**What is being asked:**
Duplicate, unchanged, everything in the material below from the line containing "Where can the white water" down to its last line, including both ends.

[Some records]

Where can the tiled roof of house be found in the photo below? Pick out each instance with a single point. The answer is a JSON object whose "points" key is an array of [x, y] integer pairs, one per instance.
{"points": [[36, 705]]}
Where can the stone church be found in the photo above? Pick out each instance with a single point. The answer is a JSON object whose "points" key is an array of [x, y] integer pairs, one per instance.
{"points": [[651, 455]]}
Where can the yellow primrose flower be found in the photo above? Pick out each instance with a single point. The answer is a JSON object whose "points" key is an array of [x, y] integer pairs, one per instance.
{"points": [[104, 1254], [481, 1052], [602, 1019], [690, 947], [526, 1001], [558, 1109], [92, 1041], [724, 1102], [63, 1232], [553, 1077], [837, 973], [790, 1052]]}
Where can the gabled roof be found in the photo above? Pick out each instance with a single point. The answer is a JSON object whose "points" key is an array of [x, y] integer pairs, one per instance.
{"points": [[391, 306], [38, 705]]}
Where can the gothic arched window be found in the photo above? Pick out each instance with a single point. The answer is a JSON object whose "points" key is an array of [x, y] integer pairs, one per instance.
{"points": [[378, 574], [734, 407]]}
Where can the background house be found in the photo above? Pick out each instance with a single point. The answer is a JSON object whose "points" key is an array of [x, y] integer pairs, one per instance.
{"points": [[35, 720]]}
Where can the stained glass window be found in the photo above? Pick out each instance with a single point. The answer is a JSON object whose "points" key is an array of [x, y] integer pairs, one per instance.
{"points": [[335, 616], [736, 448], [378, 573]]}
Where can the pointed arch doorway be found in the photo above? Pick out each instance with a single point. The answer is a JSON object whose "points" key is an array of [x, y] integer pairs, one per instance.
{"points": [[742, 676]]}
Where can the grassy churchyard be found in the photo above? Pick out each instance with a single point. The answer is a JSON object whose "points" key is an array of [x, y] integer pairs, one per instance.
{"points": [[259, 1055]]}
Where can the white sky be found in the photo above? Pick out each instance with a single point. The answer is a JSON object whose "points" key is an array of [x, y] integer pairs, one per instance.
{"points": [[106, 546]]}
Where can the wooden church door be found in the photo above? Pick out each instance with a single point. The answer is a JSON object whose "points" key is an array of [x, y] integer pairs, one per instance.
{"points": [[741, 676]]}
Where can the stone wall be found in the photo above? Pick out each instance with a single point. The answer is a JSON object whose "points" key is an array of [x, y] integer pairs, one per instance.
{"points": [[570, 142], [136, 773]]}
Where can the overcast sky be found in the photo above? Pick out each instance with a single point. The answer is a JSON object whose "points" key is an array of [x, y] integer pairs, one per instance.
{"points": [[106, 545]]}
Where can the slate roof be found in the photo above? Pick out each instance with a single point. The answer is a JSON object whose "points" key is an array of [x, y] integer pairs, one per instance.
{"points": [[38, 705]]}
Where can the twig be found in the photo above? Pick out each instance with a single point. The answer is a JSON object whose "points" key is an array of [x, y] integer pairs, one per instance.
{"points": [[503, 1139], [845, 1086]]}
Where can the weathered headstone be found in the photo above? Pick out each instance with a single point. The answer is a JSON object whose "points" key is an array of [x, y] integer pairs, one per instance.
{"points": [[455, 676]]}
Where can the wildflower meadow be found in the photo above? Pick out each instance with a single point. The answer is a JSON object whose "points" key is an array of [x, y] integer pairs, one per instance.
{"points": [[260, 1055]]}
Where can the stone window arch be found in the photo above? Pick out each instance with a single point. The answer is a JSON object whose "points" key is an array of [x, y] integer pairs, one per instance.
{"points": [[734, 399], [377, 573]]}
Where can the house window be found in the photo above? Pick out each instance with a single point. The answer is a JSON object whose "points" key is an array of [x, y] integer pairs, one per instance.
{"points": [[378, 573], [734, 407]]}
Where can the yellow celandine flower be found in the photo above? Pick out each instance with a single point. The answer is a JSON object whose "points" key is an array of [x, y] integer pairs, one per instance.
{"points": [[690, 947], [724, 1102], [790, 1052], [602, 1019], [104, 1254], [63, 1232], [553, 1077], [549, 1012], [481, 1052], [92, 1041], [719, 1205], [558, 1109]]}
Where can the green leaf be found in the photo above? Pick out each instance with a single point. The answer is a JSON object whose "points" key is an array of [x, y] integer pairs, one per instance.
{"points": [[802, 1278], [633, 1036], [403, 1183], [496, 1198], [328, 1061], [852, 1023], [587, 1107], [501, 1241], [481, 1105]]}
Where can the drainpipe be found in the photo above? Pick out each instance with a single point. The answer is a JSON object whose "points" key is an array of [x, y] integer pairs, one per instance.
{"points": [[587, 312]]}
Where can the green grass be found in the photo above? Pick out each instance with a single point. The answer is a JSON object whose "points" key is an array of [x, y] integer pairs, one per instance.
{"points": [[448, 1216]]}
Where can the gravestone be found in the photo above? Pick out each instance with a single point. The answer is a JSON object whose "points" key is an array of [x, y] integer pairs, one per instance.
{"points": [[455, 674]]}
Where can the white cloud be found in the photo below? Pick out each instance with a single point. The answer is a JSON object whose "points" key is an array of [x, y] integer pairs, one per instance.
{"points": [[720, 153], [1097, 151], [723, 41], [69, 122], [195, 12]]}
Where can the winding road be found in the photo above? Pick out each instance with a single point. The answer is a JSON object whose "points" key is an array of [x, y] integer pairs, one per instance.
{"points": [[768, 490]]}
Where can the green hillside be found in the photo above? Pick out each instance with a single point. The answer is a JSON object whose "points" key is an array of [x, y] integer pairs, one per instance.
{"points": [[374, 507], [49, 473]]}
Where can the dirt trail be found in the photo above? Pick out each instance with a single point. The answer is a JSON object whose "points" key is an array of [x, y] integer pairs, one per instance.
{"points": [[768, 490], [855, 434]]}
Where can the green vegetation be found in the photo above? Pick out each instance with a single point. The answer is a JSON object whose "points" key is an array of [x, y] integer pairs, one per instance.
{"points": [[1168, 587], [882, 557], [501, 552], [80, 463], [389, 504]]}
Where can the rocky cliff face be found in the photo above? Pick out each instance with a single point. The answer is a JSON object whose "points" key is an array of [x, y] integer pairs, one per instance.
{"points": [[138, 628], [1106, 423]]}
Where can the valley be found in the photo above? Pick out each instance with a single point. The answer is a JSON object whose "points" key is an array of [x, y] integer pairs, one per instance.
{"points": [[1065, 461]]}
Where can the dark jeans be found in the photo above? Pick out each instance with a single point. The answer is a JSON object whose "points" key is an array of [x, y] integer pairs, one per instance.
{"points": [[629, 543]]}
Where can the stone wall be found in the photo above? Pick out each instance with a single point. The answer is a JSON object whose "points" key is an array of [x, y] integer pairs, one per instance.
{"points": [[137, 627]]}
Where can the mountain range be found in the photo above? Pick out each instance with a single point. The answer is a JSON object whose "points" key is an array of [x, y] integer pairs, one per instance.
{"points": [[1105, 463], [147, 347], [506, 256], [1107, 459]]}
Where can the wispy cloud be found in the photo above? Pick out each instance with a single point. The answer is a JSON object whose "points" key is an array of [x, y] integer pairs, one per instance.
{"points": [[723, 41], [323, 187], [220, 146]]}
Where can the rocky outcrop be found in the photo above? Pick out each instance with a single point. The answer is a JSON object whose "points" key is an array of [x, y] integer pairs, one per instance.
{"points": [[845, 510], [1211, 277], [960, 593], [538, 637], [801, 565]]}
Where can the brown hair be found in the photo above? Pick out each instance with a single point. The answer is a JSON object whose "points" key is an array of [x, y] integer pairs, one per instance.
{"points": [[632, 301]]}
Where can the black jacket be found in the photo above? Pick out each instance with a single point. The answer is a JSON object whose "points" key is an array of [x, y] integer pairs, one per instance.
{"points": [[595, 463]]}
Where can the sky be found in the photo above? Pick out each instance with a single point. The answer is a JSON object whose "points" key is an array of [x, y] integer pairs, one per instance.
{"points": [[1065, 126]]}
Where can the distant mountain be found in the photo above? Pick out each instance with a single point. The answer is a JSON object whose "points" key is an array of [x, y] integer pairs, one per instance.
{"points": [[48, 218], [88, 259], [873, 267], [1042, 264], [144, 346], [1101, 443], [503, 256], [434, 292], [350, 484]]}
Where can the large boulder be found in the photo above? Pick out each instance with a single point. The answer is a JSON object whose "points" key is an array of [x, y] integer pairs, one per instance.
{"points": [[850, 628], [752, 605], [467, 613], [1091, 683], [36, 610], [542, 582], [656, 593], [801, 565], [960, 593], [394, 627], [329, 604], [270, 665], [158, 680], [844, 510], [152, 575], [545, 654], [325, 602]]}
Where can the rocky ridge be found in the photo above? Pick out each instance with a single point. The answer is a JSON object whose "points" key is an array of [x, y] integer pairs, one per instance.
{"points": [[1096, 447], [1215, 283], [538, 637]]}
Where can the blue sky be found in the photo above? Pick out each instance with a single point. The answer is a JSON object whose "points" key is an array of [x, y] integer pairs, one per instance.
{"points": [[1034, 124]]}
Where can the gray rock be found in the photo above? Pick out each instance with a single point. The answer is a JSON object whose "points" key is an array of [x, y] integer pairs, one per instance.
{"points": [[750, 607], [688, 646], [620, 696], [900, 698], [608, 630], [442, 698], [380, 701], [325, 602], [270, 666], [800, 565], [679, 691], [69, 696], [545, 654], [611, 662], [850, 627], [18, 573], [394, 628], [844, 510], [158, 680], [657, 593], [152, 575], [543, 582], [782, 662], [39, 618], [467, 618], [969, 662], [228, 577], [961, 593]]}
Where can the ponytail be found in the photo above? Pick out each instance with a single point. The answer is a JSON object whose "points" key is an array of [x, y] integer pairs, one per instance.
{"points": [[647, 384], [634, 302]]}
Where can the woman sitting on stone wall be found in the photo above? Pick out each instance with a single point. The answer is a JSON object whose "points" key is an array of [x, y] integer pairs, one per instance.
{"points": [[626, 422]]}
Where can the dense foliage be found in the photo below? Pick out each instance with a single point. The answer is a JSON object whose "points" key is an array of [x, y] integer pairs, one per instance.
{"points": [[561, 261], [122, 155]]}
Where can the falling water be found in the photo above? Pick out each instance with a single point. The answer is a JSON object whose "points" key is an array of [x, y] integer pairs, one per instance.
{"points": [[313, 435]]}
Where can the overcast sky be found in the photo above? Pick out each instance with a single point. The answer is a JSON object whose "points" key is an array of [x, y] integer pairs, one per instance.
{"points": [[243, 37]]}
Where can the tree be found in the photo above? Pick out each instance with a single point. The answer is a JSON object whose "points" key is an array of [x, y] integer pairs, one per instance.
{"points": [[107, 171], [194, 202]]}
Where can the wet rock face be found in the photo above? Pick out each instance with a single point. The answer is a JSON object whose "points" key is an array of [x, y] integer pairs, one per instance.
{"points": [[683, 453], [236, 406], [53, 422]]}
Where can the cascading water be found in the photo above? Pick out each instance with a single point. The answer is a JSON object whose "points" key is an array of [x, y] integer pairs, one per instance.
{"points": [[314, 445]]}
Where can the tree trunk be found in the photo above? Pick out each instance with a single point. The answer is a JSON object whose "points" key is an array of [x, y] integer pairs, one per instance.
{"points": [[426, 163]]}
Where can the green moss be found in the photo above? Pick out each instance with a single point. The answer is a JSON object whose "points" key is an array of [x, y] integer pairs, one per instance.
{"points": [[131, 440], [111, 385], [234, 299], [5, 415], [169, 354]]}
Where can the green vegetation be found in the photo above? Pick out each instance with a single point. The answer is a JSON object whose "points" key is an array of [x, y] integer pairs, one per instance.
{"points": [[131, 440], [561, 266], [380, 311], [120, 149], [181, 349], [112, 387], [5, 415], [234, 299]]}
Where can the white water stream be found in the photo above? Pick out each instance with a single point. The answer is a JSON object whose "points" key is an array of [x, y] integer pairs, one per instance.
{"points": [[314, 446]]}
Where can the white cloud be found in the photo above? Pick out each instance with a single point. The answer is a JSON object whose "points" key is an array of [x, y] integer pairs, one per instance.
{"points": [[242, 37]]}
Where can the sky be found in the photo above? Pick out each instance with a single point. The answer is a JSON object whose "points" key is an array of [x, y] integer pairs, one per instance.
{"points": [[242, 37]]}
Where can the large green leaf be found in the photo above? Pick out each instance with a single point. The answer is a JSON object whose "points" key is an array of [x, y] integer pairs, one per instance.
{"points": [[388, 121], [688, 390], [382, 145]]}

**Output for this exercise:**
Where can the white water stream be found in the photo above? Pick out each instance with a single point. The answer is a JSON object whose "points" key is an array of [x, y] integer pairs, one per instance.
{"points": [[314, 446]]}
Where can the white cloud be found in the photo above? Pick out each instance with a single point. The answer is a JSON object whose "points" key is an array of [x, y] integer pairs, one per instance.
{"points": [[242, 37]]}
Where can the sky be found in the photo above? Pick out each instance with a single point. The answer is a JSON object whose "points" key is an array of [x, y] integer pairs, one per instance.
{"points": [[242, 37]]}
Where can the large green leaf be found in the photo above? Pick out each instance with a single point. The answer is a JSON object whose "points" key is an array of [x, y] integer pairs, one per instance.
{"points": [[388, 121], [688, 390], [382, 145]]}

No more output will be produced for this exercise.